BEGIN PROVIDED TEXT
I can't crawl the archive of this website with Screaming Frog
-
Hi
I'm trying to crawl this website (http://zeri.info/) with Screaming Frog but because of some technical issue with their site (i can't find what is causing it) i'm able to crawl only the first page of each category (ex. http://zeri.info/sport/) and then it will go to crawl each page of their archive (hundreds of thousands of pages) but it won't crawl the links inside these pages.
Thanks a lot!
-
I think the issue comes from the way you handle the pagination and or the way your render archived pages.
Example: First archive page of Aktualehttp://zeri.info/arkiva/?formkey=7301c1be1634ffedb1c3780e5063819b6ec19157&acid=aktuale
Clicking on page 2 adds the date
http://zeri.info/arkiva/?from=2016-06-01&until=2016-06-16&acid=aktuale&formkey=cc0a40ca389eb511b1369a9aa9da915826d6ca44&faqe=2#archive-results => I assume that you're only listing the articles published from June 1st till today.
If I check all the different section & the number of articles listed in each archive I get approx. 1200 pages - add some additional pages linked on these pages and you get to the 2K pages you mentioned.
There seems to be no possibility to reach the previously published content without executing a search - which Screaming Frog can't do. It's quite possible that this is causing issues for Google bot as well so I would try to fix this.
If you really want to crawl the full site in the mean time - add another rule in url rewriting - this time selecting 'regex replace' -
add regex: from=2016-06-01
replace regex from=2010-01-01 (replace by the earliest date of publishing)This way - the system will call url http://zeri.info/arkiva/?from=2010-06-01&until=2016-06-16&acid=kultura&formkey=5932742bd5dd77799524ba31b94928810908fc07&faqe=2 rather than the original one - listing all the articles instead of only the june articles.
Hope this helps.
Dirk
-
I can't make it work. After removing 'fromkey' parameter i was able to crawl 1.7k and it stopped there. The site has more than 400k pages so .. something must be wrong
I want to crawl only the root domain without subdomains and all i can crawl is around 2k pages.
Do you have any idea what might be happening?
END PROVIDED TEXT
SET EXERCISE :: Go through the Screaming Frog forum thread above and list every number of pages it mentions, as worded there.
BEGIN MATERIAL
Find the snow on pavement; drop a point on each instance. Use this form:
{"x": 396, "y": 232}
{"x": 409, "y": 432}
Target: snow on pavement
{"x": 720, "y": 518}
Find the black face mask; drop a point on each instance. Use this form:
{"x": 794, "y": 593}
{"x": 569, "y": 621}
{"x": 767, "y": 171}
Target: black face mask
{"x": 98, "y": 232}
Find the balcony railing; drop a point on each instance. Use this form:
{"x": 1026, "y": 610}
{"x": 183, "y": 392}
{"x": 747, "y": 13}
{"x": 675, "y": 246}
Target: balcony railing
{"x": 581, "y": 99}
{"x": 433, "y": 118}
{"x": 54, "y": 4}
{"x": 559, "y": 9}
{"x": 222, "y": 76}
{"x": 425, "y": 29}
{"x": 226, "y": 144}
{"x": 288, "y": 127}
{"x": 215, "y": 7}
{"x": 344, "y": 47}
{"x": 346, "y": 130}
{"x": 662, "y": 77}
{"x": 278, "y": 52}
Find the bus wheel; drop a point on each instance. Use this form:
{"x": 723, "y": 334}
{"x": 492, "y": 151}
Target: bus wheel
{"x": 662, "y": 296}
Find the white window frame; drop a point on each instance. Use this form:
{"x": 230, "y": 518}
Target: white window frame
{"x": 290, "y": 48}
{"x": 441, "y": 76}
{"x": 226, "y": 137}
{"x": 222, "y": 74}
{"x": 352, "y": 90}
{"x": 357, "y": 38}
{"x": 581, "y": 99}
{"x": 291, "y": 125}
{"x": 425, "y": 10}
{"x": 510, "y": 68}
END MATERIAL
TASK ANSWER ::
- hundreds of thousands of pages
- approx. 1200 pages
- 2K pages
- 1.7k
- more than 400k pages
- around 2k pages